_WRITTEN PROBLEM_: Transcribe the passage of the Chicago-to-Detroit train thread that runs between "Maybe he's trying" and "the good news?", inclusive.

# New High Speed train for Chicago to Detroit



## panchro-press (Feb 10, 2012)

I may be missing it, somehow; but I'm very surprised that there isn't a discussion about the big dollars Amtrack has received for a Chicago to Detroit high speed train.

Dave

-30-


----------



## Swadian Hardcore (Feb 10, 2012)

panchro-press said:


> I may be missing it, somehow; but I'm very surprised that there isn't a discussion about the big dollars Amtrack has received for a Chicago to Detroit high speed train.
> 
> Dave
> 
> -30-




Do you have any source to prove your statement?

There is a discussion about Amtrak's new funding for track upgrades in the area. I have not heard about an actual new high-speed line CHI-DET.


----------



## Devil's Advocate (Feb 10, 2012)

Swadian Hardcore said:


> panchro-press said:
> 
> 
> > I may be missing it, somehow; but I'm very surprised that there isn't a discussion about the big dollars Amtrack has received for a Chicago to Detroit high speed train.
> ...


Maybe he's trying to say that they've received "-30-" dollars? Maybe the OP mailed it to Amtrak but then *Karen Samford* got hold of it before Amtrak could report the good news?


----------



## panchro-press (Feb 10, 2012)

Here's what I have

http://www.businessweek.com/ap/financialnews/D9R60Q880.htm

-30-


----------



## jis (Feb 10, 2012)

What is there to discuss beyond what has been discussed here already?


----------



## Devil's Advocate (Feb 10, 2012)

I thought HSR started at 200MPH or so these days?


----------



## panchro-press (Feb 10, 2012)

Jeeze, you guys are rough!

It's a new train, speed notwithstanding.

At least I didn't make it up.

30-


----------



## Devil's Advocate (Feb 10, 2012)

Hey, don't take it too hard. We're a pretty cynical bunch at this point. Or maybe that's just me. :lol:


----------



## AlanB (Feb 10, 2012)

panchro-press said:


> Jeeze, you guys are rough!

_LISTED ENTRIES_:

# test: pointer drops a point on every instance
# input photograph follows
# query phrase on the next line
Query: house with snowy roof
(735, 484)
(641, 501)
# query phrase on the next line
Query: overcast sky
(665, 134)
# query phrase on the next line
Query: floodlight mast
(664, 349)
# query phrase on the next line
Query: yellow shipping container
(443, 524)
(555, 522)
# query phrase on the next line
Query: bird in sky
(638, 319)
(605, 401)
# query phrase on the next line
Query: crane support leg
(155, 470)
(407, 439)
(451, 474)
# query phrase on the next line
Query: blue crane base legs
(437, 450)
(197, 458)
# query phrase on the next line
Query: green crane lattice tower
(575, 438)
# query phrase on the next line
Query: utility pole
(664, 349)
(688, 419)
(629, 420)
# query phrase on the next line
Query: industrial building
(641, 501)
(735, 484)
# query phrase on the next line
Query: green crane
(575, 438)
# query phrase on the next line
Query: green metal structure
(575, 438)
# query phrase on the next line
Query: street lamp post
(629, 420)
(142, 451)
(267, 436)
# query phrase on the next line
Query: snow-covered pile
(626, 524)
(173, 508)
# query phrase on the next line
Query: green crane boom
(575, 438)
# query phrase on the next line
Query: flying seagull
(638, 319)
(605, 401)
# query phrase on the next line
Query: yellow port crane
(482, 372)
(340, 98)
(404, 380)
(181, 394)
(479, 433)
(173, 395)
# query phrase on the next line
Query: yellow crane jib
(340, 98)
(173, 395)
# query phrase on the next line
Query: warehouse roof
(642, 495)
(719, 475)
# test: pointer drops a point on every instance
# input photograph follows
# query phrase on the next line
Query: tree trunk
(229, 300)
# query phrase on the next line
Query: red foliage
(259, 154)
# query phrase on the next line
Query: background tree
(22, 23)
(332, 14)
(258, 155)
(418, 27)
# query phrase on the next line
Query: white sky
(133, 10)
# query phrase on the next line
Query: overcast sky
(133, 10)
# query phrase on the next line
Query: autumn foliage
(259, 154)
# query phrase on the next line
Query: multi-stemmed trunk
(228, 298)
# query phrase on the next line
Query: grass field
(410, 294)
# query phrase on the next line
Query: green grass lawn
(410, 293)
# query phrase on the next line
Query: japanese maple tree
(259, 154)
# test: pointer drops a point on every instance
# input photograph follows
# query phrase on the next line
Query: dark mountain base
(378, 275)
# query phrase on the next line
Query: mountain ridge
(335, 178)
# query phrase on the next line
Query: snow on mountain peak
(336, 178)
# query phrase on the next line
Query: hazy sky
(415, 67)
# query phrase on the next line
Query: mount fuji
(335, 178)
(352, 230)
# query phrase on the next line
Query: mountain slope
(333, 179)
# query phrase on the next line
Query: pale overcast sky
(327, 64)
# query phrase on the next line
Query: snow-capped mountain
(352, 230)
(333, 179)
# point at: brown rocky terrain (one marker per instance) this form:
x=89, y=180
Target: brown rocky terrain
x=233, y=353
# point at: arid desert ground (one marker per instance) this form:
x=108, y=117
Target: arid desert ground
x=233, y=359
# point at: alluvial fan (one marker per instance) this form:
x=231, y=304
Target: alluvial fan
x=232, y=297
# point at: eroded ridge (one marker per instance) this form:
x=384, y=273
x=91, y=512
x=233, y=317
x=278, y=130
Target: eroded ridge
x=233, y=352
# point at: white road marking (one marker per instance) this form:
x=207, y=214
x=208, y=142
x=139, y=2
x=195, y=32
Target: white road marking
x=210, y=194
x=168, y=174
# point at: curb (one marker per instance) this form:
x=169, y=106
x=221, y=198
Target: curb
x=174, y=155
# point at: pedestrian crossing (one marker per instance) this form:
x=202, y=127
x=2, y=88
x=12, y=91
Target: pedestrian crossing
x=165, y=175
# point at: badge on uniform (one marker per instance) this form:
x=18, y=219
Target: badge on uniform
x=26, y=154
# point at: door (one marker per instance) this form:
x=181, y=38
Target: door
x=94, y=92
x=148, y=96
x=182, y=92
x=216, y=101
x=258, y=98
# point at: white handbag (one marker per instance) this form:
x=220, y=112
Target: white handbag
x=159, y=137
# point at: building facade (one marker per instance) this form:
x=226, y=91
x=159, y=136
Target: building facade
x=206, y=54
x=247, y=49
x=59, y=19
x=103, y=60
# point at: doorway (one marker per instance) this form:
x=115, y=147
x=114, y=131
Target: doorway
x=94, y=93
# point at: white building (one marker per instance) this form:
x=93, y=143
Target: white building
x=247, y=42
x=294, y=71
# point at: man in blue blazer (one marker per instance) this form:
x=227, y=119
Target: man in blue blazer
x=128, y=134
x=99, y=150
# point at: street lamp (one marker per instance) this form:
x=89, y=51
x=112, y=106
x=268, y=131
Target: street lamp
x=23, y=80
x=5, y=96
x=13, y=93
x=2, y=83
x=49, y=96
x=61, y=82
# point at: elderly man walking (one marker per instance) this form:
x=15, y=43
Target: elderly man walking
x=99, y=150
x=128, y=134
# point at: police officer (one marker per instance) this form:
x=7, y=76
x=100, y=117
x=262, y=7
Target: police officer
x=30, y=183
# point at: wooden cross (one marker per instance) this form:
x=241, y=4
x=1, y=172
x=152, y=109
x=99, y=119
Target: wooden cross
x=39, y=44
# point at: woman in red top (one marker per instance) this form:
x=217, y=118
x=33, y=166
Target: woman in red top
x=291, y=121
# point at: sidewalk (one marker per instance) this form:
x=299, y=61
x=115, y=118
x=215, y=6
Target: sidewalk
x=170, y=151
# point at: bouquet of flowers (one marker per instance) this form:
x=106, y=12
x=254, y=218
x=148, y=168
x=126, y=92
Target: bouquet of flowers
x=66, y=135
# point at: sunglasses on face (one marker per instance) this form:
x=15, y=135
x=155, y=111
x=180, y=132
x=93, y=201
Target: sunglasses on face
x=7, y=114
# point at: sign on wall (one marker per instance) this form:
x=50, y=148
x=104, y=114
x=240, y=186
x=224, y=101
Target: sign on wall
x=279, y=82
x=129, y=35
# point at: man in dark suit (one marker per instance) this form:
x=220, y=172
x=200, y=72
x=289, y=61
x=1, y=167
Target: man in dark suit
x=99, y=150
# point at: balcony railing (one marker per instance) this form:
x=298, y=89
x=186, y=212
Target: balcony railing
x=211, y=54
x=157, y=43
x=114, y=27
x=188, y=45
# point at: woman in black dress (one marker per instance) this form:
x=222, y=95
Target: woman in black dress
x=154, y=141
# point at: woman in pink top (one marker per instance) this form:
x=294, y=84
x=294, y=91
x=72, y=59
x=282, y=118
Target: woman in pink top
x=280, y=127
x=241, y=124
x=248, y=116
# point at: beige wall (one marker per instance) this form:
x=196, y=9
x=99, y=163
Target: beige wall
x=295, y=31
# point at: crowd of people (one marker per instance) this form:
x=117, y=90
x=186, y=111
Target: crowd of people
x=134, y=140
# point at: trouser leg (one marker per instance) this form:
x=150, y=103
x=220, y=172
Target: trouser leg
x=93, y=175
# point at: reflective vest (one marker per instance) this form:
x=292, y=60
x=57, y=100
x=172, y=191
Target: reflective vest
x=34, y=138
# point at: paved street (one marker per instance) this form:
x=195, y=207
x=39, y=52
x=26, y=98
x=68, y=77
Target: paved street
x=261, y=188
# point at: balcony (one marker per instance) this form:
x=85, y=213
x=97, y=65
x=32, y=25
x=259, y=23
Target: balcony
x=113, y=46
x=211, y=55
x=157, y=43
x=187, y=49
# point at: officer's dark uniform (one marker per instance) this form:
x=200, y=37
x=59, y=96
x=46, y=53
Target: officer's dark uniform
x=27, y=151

_TASK OUTPUT_:
Maybe he's trying to say that they've received "-30-" dollars? Maybe the OP mailed it to Amtrak but then *Karen Samford* got hold of it before Amtrak could report the good news?